TASK PROMPT: Update the listing below from the line containing "of trees along" through its final line by replacing "queried" with "prompted" and changing nothing else. Return only those lines.

---

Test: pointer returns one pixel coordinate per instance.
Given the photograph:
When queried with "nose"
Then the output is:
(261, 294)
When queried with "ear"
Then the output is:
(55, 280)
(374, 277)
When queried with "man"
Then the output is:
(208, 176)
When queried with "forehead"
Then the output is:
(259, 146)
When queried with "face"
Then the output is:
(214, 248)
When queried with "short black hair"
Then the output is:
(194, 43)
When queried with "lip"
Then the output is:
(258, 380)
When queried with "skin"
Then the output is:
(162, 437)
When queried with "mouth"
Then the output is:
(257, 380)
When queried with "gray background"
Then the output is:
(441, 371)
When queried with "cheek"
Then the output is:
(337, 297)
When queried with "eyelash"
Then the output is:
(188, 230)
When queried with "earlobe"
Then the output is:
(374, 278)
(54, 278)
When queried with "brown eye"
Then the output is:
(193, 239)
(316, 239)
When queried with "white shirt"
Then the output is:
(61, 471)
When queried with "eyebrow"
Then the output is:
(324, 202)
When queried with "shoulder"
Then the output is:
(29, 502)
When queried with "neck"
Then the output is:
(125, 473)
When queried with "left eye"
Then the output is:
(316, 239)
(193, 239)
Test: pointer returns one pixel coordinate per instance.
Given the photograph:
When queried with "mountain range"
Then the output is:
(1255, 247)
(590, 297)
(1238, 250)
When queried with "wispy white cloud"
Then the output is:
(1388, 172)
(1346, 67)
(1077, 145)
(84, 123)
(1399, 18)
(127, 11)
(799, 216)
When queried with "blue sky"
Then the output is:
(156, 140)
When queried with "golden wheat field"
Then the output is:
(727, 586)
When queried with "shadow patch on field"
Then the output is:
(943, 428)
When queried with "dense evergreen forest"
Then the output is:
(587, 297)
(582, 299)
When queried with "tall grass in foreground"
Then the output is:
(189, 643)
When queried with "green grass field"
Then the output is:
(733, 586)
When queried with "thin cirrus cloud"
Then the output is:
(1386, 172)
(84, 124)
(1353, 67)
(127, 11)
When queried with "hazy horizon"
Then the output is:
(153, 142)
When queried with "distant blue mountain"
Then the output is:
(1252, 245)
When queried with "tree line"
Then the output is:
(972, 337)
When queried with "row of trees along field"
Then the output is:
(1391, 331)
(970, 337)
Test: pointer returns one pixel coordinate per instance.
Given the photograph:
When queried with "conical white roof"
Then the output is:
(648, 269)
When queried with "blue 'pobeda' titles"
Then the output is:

---

EXERCISE RESPONSE:
When prompted with "row of trees along field"
Then the output is:
(1391, 331)
(970, 337)
Test: pointer returns one pixel coordinate per instance.
Given the photograph:
When prompted with "conical white roof"
Then the output is:
(648, 269)
When prompted with "blue 'pobeda' titles"
Then the output is:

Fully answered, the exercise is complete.